Image boundary labeling items:
# # # #

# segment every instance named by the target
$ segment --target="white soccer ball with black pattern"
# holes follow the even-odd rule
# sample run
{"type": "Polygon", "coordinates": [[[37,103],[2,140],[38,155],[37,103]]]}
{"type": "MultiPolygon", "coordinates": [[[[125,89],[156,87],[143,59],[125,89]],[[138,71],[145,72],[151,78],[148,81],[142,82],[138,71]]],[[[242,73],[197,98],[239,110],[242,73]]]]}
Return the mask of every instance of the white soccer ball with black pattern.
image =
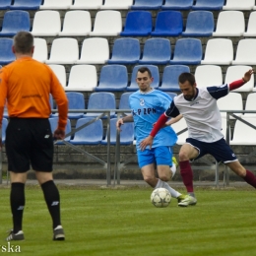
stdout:
{"type": "Polygon", "coordinates": [[[157,188],[151,194],[151,202],[158,208],[167,207],[171,201],[171,195],[165,188],[157,188]]]}

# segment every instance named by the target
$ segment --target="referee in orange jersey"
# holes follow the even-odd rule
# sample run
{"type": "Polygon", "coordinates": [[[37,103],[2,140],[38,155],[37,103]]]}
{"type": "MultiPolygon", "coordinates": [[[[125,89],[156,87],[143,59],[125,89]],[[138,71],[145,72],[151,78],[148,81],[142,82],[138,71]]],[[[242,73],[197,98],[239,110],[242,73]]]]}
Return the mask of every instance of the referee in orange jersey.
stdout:
{"type": "Polygon", "coordinates": [[[53,240],[64,240],[60,196],[53,182],[52,164],[53,137],[65,137],[68,99],[52,70],[32,59],[33,37],[30,32],[18,32],[14,36],[12,50],[16,61],[0,70],[0,128],[6,100],[10,117],[5,147],[11,177],[13,229],[6,240],[25,239],[22,228],[25,183],[31,165],[35,171],[52,218],[53,240]],[[49,94],[55,98],[59,111],[58,127],[53,135],[48,121],[51,112],[49,94]]]}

# # # #

BRIEF:
Keep the pictures out of the copy and return the rest of the data above exactly.

RESULT OF THIS EXERCISE:
# segment every instance named by the target
$ segment --target="white soccer ball with black pattern"
# holes follow the even-odd rule
# sample run
{"type": "Polygon", "coordinates": [[[37,103],[2,140],[38,155],[37,103]]]}
{"type": "MultiPolygon", "coordinates": [[[[125,89],[156,87],[143,59],[125,89]],[[138,71],[145,72],[151,78],[148,81],[142,82],[138,71]]],[[[242,73],[197,98],[239,110],[242,73]]]]}
Return the mask of every instance of the white soccer ball with black pattern.
image =
stdout:
{"type": "Polygon", "coordinates": [[[157,188],[151,194],[151,202],[158,208],[167,207],[171,201],[171,195],[165,188],[157,188]]]}

# segment every instance named by the target
$ segment --target="referee in orange jersey"
# holes follow the even-odd rule
# sample run
{"type": "Polygon", "coordinates": [[[37,103],[2,140],[38,155],[37,103]]]}
{"type": "MultiPolygon", "coordinates": [[[[125,89],[156,87],[143,59],[125,89]],[[138,71],[145,72],[151,78],[148,81],[142,82],[138,71]]],[[[242,73],[197,98],[239,110],[242,73]]]]}
Return the mask of every instance of the referee in orange jersey.
stdout:
{"type": "Polygon", "coordinates": [[[53,240],[64,240],[60,196],[53,182],[52,164],[53,137],[65,137],[68,99],[52,70],[32,59],[33,37],[30,32],[18,32],[14,36],[12,50],[16,61],[0,70],[0,128],[6,100],[10,117],[5,147],[11,177],[13,229],[6,240],[25,239],[22,228],[25,183],[31,165],[35,171],[52,218],[53,240]],[[49,94],[55,98],[59,111],[58,127],[53,135],[48,121],[51,112],[49,94]]]}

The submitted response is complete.